- RAW DATA -
□ □ □ □
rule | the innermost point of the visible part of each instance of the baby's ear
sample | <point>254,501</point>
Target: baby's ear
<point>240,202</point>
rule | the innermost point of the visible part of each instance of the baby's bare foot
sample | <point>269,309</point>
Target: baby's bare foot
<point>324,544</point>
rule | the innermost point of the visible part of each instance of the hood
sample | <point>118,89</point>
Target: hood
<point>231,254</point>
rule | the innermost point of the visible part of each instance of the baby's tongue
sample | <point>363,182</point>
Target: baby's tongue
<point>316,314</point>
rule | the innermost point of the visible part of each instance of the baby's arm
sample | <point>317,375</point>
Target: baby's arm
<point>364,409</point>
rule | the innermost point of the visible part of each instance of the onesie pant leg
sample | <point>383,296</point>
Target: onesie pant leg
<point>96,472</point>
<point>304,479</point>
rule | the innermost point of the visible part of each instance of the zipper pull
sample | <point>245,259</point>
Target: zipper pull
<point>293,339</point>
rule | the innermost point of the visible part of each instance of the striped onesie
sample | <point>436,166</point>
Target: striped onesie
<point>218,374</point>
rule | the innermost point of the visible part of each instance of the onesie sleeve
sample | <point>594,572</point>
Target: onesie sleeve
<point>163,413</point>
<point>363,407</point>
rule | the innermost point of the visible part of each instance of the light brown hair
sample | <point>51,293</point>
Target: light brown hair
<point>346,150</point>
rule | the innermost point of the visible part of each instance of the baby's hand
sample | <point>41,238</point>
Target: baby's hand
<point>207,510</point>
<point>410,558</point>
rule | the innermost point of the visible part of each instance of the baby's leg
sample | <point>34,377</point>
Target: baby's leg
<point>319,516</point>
□ □ □ □
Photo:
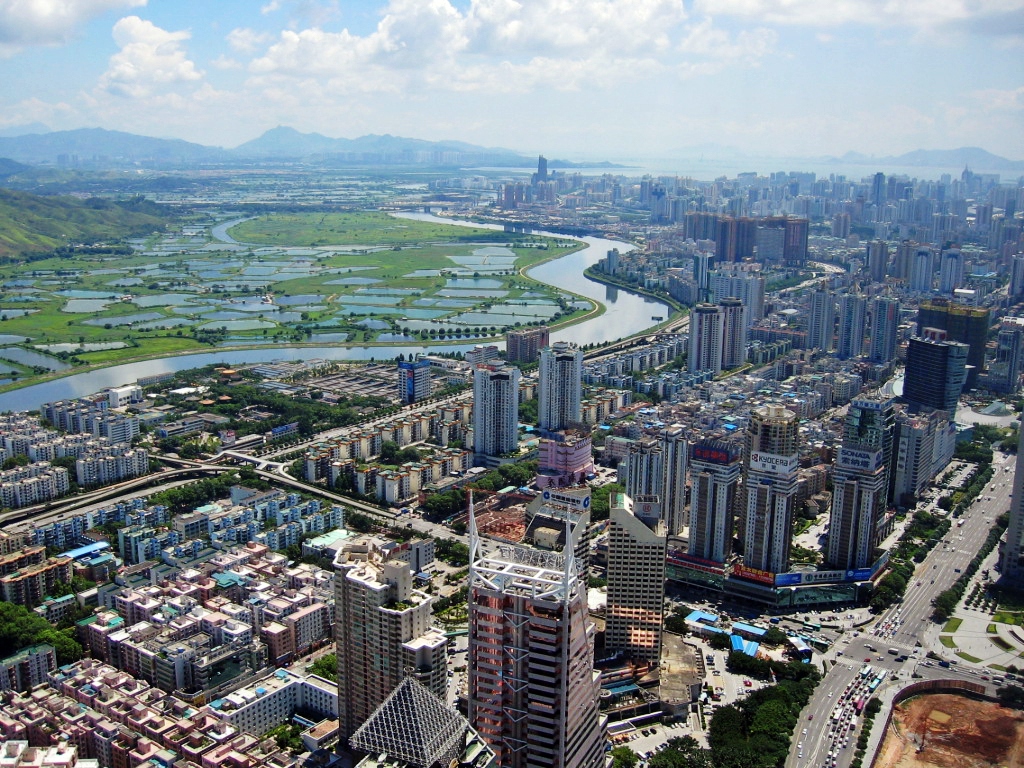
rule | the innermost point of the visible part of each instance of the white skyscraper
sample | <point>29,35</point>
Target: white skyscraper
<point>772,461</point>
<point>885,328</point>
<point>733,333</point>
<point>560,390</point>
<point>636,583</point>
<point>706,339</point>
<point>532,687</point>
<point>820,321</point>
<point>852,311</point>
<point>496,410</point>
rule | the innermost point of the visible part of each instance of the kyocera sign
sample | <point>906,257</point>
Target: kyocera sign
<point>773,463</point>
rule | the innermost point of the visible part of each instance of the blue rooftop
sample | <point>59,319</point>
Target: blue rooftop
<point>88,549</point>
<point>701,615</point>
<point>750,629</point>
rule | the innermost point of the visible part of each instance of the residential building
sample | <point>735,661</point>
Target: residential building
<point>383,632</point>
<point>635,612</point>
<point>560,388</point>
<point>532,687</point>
□ □ □ □
Return, word for word, the lines of the data above from the line with "the baby's ear" through the line with "the zipper pull", inclusive.

rule | the innermost point of the visible part of each instance of the baby's ear
sample | <point>254,501</point>
Target: baby's ear
<point>240,202</point>
rule | the innermost point of the visible part of each instance of the baby's bare foot
sample | <point>269,309</point>
Target: baby's bare foot
<point>324,544</point>
rule | the innermost point of the visible part of each instance of the hood
sample | <point>118,89</point>
Target: hood
<point>231,254</point>
rule | the innermost point of the visible part of each instance of the baby's tongue
sample | <point>363,182</point>
Target: baby's tongue
<point>316,314</point>
rule | the innermost point of the visible part of each instance of the baby's arm
sample | <point>317,375</point>
Target: baby's arm
<point>364,409</point>
rule | the innermost point of the visible part of each instance of the onesie pant leg
sample | <point>383,296</point>
Target: onesie pant leg
<point>96,472</point>
<point>304,479</point>
rule | the innermost point of the visible part of each instance of the zipper pull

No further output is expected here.